## WAT JE DOET
1. Neem uit de tekst over katoen alles over van "Samen met Hüseyin" tot en met "relatie hebben opgebouwd.".
2. Sinds wanneer neemt volgens de tekst over katoen het gebruik van herbiciden en pesticiden af?
3. Vat in de tekst over katoen de alinea die begint met "In de Turkse landbouwsector" korter samen als lijst, met behoud van de belangrijkste feiten.

Samen met Hüseyin Yavuz rijden we naar een bedrijf vijf kilometer verderop waar de katoen wordt ‘gegind’, d.w.z. dat de witte pluizige bolletjes hier worden ontdaan van de pitjes en andere resten plantaardig materiaal. Een groot gedeelte van de katoen die in de omliggende streek wordt geteeld, en dat is een enorme berg, krijgt hier deze eerste verwerking. Weer enkele tientallen kilometers verderop bevinden zich de spinnerij, de weverij en de breierij waarmee we al bijna twintig jaar samenwerken en waarmee we een goede relatie hebben opgebouwd.

Een droogteminnende plant

Op het ginning-bedrijf neemt Hüseyin een grote pluk katoen in zijn handen. “Al die vergelijkingen die er worden gemaakt tussen katoen en andere materialen, ik weet niet zo goed wat ik daarmee kan beginnen. Neem het waterverbruik. Kijk naar het blad van de plant en je ziet onmiddellijk dat het een gewas is dat met weinig water toe kan. Katoen is in wezen een droogteminnende plant, alleen in bepaalde periodes van zijn ontwikkeling is het belangrijk dat de plant voldoende water krijgt om een optimale opbrengst te garanderen. Het gebruik van herbiciden en pesticiden neemt al sinds de jaren 1990 af.”

“In de Turkse landbouwsector zijn we over het algemeen heel ver met Good Agricultural Practices, vergaande maatregelen voor duurzame productie, niet alleen van katoen maar ook van andere gewassen. Katoen is nu een beetje het stoute jongetje in de klas. De katoensector is dat voor een gedeelte zelf schuld, maar veel problemen zijn te herleiden naar armoede of een slecht beleid en op te lossen door scholing en kennis. Katoen blijft een waardevol gewas. Kijk om je heen en je ziet hoeveel ervan is gemaakt: je kleren, de textiel in je huis.”

Hij trekt de pluk katoen uiteen en gooit hem weer terug op de berg. “Ik zie katoen als een fantastisch gewas, een geschenk van de natuur zeggen ze wel eens. Ik weet dat het marketingtaal is, maar zo is het wel.”

## GEVONDEN GEGEVENS
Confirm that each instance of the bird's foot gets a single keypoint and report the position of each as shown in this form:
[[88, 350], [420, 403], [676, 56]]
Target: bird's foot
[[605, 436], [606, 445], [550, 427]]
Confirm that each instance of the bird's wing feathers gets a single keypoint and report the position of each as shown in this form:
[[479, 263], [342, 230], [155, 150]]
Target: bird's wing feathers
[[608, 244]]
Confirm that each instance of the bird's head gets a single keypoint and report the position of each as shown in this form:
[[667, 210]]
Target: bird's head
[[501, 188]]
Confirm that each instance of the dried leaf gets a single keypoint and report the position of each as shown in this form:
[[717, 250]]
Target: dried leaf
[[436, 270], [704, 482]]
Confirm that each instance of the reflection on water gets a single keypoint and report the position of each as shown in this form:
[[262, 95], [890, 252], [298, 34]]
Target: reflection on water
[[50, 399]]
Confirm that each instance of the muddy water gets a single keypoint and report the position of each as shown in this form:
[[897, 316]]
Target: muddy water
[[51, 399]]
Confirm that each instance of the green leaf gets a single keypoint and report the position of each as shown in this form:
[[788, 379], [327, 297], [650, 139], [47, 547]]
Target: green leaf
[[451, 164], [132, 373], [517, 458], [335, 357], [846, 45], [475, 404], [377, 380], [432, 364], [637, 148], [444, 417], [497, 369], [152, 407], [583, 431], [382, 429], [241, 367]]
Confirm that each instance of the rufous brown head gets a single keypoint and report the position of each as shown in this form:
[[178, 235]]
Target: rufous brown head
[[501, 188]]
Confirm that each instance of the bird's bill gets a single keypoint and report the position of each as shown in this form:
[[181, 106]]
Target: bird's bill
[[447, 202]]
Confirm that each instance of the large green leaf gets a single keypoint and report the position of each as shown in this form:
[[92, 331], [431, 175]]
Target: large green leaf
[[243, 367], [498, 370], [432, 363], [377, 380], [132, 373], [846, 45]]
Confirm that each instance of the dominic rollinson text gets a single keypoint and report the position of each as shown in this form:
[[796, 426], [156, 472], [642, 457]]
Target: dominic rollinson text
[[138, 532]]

## VERWACHTE ANTWOORDEN
1.
Samen met Hüseyin Yavuz rijden we naar een bedrijf vijf kilometer verderop waar de katoen wordt ‘gegind’, d.w.z. dat de witte pluizige bolletjes hier worden ontdaan van de pitjes en andere resten plantaardig materiaal. Een groot gedeelte van de katoen die in de omliggende streek wordt geteeld, en dat is een enorme berg, krijgt hier deze eerste verwerking. Weer enkele tientallen kilometers verderop bevinden zich de spinnerij, de weverij en de breierij waarmee we al bijna twintig jaar samenwerken en waarmee we een goede relatie hebben opgebouwd.

2. Sinds de jaren 1990.

3.
- De Turkse landbouwsector is over het algemeen ver met Good Agricultural Practices, vergaande maatregelen voor duurzame productie van katoen en andere gewassen.
- Katoen is nu een beetje het stoute jongetje in de klas.
- De katoensector heeft dat deels aan zichzelf te danken.
- Veel problemen zijn terug te voeren op armoede of slecht beleid en kunnen worden opgelost met scholing en kennis.
- Katoen blijft een waardevol gewas, waarvan bijvoorbeeld kleren en het textiel in huis worden gemaakt.